── Pasaje citado

La Navidad es el arte de la simulación. Por eso resulta tan fatigosa. Se atribuye el malestar físico y el alma macilenta a los excesos en la mesa, pero se trata de un error de diagnóstico.

Fingir tristeza no exige un esfuerzo especial, pero simular la alegría es agotador. Sobre todo, si el ejercicio ha de realizarse ante testigos que, bajo los rigores de la felicidad, observan atentamente la aparición de cualquier indicio que delate el auténtico estado anímico. A modo de paralelismo, se podría discutir si es más difícil resistir el apetito sin comer o atiborrarse sin ápice de hambre.

La batalla se lleva a cabo sobre ese territorio inhóspito que, en su más amplia acepción, llamamos familia. Una tupida red de chantajes emocionales sustituye al consejo de guerra. A partir de ahí. el argumento navideño básico gira en torno a una idea sencilla: ‘todo va bien y eso me produce alegría’. El reto consiste en sobreponerse en público y durante varias horas seguidas al hecho de que una cosa, la otra o las dos son falsas.

────
── Datos proporcionados

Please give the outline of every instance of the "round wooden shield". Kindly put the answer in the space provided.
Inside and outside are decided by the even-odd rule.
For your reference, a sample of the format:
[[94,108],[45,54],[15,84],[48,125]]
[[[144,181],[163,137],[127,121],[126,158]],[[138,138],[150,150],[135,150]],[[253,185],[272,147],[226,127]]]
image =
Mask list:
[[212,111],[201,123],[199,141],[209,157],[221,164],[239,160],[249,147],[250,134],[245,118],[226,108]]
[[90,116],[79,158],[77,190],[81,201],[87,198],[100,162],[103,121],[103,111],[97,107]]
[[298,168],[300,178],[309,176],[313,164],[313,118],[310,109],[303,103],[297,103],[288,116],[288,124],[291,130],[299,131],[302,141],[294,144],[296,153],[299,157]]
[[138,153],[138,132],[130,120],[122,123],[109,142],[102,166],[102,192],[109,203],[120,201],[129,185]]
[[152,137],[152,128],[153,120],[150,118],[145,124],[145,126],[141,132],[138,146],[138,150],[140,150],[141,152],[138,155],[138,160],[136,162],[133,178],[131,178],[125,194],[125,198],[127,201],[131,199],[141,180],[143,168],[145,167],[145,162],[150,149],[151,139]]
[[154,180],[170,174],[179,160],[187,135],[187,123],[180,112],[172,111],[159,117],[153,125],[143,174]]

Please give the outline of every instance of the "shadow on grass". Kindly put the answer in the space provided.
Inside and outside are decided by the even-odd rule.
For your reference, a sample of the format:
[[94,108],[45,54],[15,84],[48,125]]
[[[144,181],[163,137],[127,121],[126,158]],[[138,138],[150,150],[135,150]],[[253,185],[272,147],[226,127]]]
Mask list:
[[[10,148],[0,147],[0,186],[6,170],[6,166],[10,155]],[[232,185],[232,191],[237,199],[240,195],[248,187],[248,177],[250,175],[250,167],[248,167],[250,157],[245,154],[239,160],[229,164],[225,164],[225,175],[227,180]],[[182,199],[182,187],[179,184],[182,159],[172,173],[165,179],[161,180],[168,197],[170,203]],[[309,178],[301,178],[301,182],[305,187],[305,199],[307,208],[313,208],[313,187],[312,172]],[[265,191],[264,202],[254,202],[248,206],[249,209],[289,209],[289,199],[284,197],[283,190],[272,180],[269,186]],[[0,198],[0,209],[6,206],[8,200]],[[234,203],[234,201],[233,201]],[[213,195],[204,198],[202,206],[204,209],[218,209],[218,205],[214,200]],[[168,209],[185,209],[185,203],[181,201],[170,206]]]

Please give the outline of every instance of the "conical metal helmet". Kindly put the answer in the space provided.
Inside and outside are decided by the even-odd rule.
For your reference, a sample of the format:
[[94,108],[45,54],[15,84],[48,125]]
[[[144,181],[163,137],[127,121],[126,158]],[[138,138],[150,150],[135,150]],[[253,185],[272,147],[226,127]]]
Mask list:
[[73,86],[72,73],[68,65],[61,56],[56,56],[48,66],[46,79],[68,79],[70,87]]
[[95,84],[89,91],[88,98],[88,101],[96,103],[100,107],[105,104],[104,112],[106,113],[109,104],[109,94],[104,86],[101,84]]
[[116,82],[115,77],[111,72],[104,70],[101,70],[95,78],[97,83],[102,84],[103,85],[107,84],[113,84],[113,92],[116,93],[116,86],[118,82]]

────

Qué se pide ->
1. Según el texto sobre la Navidad, ¿a qué se suele atribuir el malestar físico y el alma macilenta?
2. Copia del texto sobre la Navidad el fragmento que empieza con "Fingir tristeza no" y sigue hasta "dos son falsas.".

Resultados en orden ->
1. A los excesos en la mesa.

2.
Fingir tristeza no exige un esfuerzo especial, pero simular la alegría es agotador. Sobre todo, si el ejercicio ha de realizarse ante testigos que, bajo los rigores de la felicidad, observan atentamente la aparición de cualquier indicio que delate el auténtico estado anímico. A modo de paralelismo, se podría discutir si es más difícil resistir el apetito sin comer o atiborrarse sin ápice de hambre.

La batalla se lleva a cabo sobre ese territorio inhóspito que, en su más amplia acepción, llamamos familia. Una tupida red de chantajes emocionales sustituye al consejo de guerra. A partir de ahí. el argumento navideño básico gira en torno a una idea sencilla: ‘todo va bien y eso me produce alegría’. El reto consiste en sobreponerse en público y durante varias horas seguidas al hecho de que una cosa, la otra o las dos son falsas.